基于Python爬取股吧评论

最近在做一个项目,需要爬取800支股票的股吧评论数据,而且时间范围是2014年4月1日至今。因为数据量实在太大,所以没有选择xpath这个对网页结构要求比较高的方法。 而是选择了用re来匹配文本获得数据。而用re爬虫,需要注意的是网页源代码以及正则匹配式的书写。

获取网址

需要先获取股吧每一页上每一条帖子的网址

因为每一条帖子的网页源码大概如下,其中“a href=”/news,002389,911081289.html” title=”可以买了。其实利好挺多的””里面的网址即是需要爬的帖子的网址的一部分。

                                   <span class="l5 a5">03-10 09:13</span>
                                </div>
                                <div class="articleh normal_post">
                                    <span class="l1 a1">342</span>
                                    <span class="l2 a2">0</span>
                                    <span class="l3 a3"><a href="/news,002389,911081289.html" title="可以买了。其实利好挺多的">可以买了。其实利好挺多的</a></span>
                                        <span class="l4 a4"><a href="http://i.eastmoney.com/6390094229493668"  data-popper="6390094229493668" data-poptype="1" target="_blank"><font>zhaodong1961</font></a><input type="hidden" value="0" /></span>

先确定匹配规则,pattern = re.compile(‘<div class="articleh normal_post">.?href=”(.?)”.*?</div>’, re.S|re.M),这表示 编译正则表达式,生成一个正则表达式(Pattern)对象,供re.findall使用。而该正则表达式表示找出<div class="articleh normal_post"> ,到下一个</div>之间,href=” “里的网址。

.*?表示进行非贪婪匹配,?表示非贪婪匹配符,要求正则匹配得越少越好。

.匹配除\n以外的任何字符,即匹配一行。行以\n区分。如果不使用re.S,则只在每一行内匹配,如果一行没有,就换下一行重新开始,不会跨行。而使用re.S,正则表达式会将字符串作为一个整体,将\n当做普通字符加入到字符串中,在整体中进行匹配。

找到网址后,需进一步处理,筛除问答帖,并与主网址拼接形成完整的网址。像下面那种悬赏帖就要筛除掉, 而它的源代码如下“span class=”l3 a3”>悬赏<a href=”http://ask.eastmoney.com/detail.html?qid=394572104317014016” title=”【¥180.00】内外因素共振,医疗ETF好戏刚开始?”” 。它比普通帖子多了http,利用这一点就可以筛掉。

========================================

书面题目 1:
根据这篇关于爬取股吧评论的文章,项目为什么没有用xpath,而是选择用re匹配文本来获取数据?请用一到三句话说明。
书面题目 2:
在这篇关于爬取股吧评论的文章中,项目一共需要爬取多少支股票的股吧评论数据?
书面题目 3:
请从这篇关于爬取股吧评论的文章的最后一句之后续写下去。
这些数据与此处内容毫无关系。

========================================

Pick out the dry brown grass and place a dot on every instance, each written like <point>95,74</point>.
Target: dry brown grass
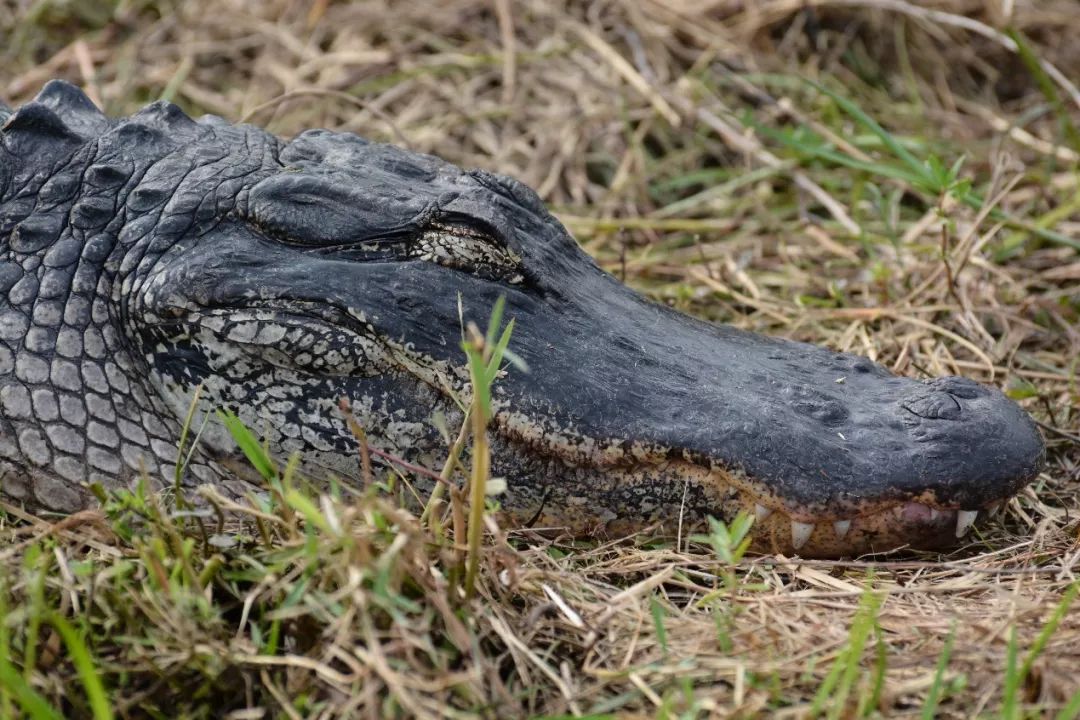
<point>628,117</point>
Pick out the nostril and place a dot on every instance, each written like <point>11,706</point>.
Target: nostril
<point>962,388</point>
<point>933,405</point>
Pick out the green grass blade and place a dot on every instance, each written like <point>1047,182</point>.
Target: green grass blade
<point>84,665</point>
<point>32,704</point>
<point>887,138</point>
<point>248,445</point>
<point>934,695</point>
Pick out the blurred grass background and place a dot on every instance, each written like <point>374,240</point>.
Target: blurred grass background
<point>891,178</point>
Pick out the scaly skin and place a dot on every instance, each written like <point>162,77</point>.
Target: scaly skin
<point>142,257</point>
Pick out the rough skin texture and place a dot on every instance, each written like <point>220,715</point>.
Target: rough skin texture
<point>142,257</point>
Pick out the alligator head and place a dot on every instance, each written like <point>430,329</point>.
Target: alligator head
<point>148,256</point>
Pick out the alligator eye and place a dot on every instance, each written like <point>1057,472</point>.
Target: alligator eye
<point>466,248</point>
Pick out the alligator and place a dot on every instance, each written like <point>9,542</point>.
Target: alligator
<point>143,258</point>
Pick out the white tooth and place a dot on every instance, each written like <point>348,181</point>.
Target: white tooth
<point>964,518</point>
<point>800,533</point>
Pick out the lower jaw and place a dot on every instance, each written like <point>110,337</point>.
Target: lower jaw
<point>603,503</point>
<point>892,529</point>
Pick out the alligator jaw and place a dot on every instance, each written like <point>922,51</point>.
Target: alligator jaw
<point>674,498</point>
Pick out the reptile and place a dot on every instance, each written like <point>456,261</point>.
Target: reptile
<point>147,256</point>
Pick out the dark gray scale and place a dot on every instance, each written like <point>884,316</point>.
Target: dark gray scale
<point>144,257</point>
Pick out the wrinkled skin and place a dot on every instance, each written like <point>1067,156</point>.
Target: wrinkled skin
<point>145,256</point>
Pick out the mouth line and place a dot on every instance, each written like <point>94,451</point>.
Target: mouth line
<point>902,518</point>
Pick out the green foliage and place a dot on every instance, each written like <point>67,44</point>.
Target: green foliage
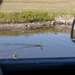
<point>29,16</point>
<point>25,16</point>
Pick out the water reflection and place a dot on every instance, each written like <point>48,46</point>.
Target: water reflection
<point>34,31</point>
<point>38,43</point>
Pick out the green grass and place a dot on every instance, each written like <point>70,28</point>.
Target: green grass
<point>25,16</point>
<point>17,11</point>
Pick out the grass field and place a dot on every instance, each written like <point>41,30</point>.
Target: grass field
<point>34,10</point>
<point>51,6</point>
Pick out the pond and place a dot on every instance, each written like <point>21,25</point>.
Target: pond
<point>38,43</point>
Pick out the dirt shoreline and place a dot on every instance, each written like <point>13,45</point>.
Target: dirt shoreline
<point>34,25</point>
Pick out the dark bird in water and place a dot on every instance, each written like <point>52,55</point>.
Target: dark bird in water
<point>1,2</point>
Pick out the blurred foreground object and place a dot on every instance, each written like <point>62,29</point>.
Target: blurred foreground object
<point>73,31</point>
<point>1,2</point>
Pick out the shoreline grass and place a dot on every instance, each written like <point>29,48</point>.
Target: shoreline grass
<point>25,16</point>
<point>30,16</point>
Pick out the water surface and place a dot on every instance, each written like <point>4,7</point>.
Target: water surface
<point>46,43</point>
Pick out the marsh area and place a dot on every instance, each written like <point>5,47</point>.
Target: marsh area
<point>37,43</point>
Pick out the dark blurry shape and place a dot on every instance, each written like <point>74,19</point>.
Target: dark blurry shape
<point>73,31</point>
<point>1,2</point>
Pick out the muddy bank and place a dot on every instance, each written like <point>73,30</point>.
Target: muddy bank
<point>58,22</point>
<point>33,25</point>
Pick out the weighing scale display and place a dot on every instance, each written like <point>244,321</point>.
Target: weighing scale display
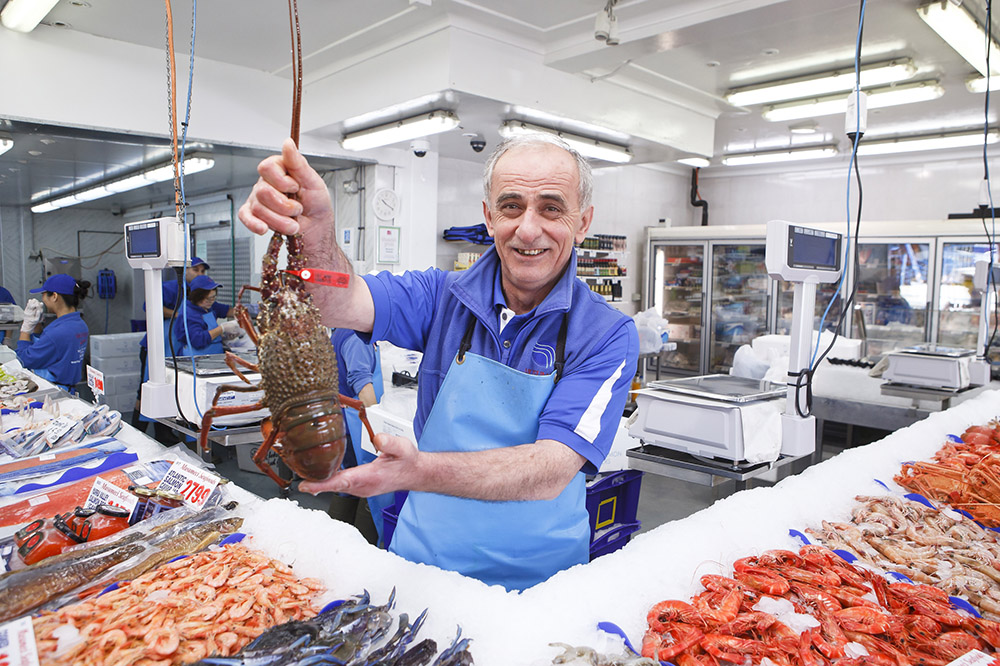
<point>142,240</point>
<point>810,248</point>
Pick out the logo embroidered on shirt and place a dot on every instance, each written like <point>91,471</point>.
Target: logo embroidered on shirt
<point>543,356</point>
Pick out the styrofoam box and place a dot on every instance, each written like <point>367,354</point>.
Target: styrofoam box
<point>115,344</point>
<point>121,383</point>
<point>384,421</point>
<point>117,365</point>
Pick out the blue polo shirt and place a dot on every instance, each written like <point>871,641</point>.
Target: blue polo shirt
<point>428,311</point>
<point>59,349</point>
<point>355,361</point>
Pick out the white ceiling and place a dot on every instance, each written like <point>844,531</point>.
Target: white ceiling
<point>686,51</point>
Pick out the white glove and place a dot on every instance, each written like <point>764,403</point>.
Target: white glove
<point>231,329</point>
<point>33,312</point>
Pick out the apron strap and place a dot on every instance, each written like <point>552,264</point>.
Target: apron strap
<point>466,339</point>
<point>561,347</point>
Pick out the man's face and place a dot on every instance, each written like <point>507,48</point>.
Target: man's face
<point>534,217</point>
<point>194,271</point>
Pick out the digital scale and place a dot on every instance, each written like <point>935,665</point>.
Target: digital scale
<point>152,245</point>
<point>197,386</point>
<point>703,417</point>
<point>700,415</point>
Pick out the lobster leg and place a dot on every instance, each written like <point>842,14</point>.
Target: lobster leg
<point>271,434</point>
<point>232,360</point>
<point>358,405</point>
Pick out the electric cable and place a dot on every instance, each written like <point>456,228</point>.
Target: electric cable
<point>804,379</point>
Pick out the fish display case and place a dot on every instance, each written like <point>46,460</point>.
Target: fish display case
<point>914,286</point>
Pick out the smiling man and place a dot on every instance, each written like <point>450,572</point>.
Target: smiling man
<point>524,375</point>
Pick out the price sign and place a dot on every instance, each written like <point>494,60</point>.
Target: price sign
<point>17,643</point>
<point>103,492</point>
<point>195,485</point>
<point>95,380</point>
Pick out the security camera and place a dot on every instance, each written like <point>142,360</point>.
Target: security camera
<point>420,147</point>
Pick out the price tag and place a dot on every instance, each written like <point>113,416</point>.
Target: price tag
<point>973,658</point>
<point>190,482</point>
<point>103,492</point>
<point>95,380</point>
<point>17,643</point>
<point>58,429</point>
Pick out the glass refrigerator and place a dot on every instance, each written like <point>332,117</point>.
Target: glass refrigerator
<point>678,296</point>
<point>740,299</point>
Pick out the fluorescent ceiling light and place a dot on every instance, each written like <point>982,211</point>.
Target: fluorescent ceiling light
<point>840,80</point>
<point>143,178</point>
<point>904,93</point>
<point>592,148</point>
<point>955,25</point>
<point>977,84</point>
<point>24,15</point>
<point>935,142</point>
<point>783,155</point>
<point>425,124</point>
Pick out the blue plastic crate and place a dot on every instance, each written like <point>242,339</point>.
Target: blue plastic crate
<point>612,499</point>
<point>611,539</point>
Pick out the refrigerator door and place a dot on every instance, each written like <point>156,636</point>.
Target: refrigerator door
<point>740,293</point>
<point>893,294</point>
<point>678,296</point>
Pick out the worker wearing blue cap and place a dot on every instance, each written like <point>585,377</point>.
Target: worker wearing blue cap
<point>197,331</point>
<point>57,353</point>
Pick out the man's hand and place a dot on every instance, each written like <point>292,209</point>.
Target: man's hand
<point>33,311</point>
<point>387,473</point>
<point>289,198</point>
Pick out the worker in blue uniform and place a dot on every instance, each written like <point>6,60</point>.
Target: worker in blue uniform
<point>197,331</point>
<point>56,354</point>
<point>524,376</point>
<point>5,297</point>
<point>359,373</point>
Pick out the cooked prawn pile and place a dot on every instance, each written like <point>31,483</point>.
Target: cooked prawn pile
<point>842,615</point>
<point>965,474</point>
<point>211,603</point>
<point>940,548</point>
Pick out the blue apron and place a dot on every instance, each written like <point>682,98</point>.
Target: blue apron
<point>353,420</point>
<point>214,347</point>
<point>482,405</point>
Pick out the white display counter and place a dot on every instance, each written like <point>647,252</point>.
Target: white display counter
<point>665,563</point>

========================================

题目答案 1:
因为需要爬取的数据量实在太大,而xpath对网页结构的要求比较高,所以没有选择xpath。项目改用re来匹配文本,从而获得数据。

题目答案 2:
800支。

题目答案 3:
def getpost(h):
    pattern = re.compile('<div class="articleh normal_post">.*?href="(.*?)".*?</div>', re.S|re.M)
    content = re.findall(pattern,h)
    s="http://guba.eastmoney.com"
    l=[]
    for c in content:
        if (c.find('http')==-1 and c.find('ask')==-1):
            l.append(s+c)
    return l

获取评论

与获取网址大同小异,还相对简单一点。

def postcontent(ll,sheet,n,headers):
    m=1
    k=len(ll)
    b=['2014-03-31 24:00:00']
    #b=['2020-02-21 24:00:00']
    #print(k)
    p = re.compile('.*post_content":"(.*?)","post_abstract.*')
    p1 = re.compile('.*"post_title":"(.*?)","post_content.*')
    p3=re.compile('.*post_publish_time":"(.*?)","post_last_time.*')
    for lll in ll:
        try:            
            l = (requests.get(lll,headers=headers, timeout=5)).text

        except Exception:
            print('e1')
            print(lll)
            e1.append(lll)
            pass
        #print('c3')
        try:
            #print('g')
            content = re.findall(p,l)
            title = re.findall(p1,l)
            time=re.findall(p3,l)
            #print('g1')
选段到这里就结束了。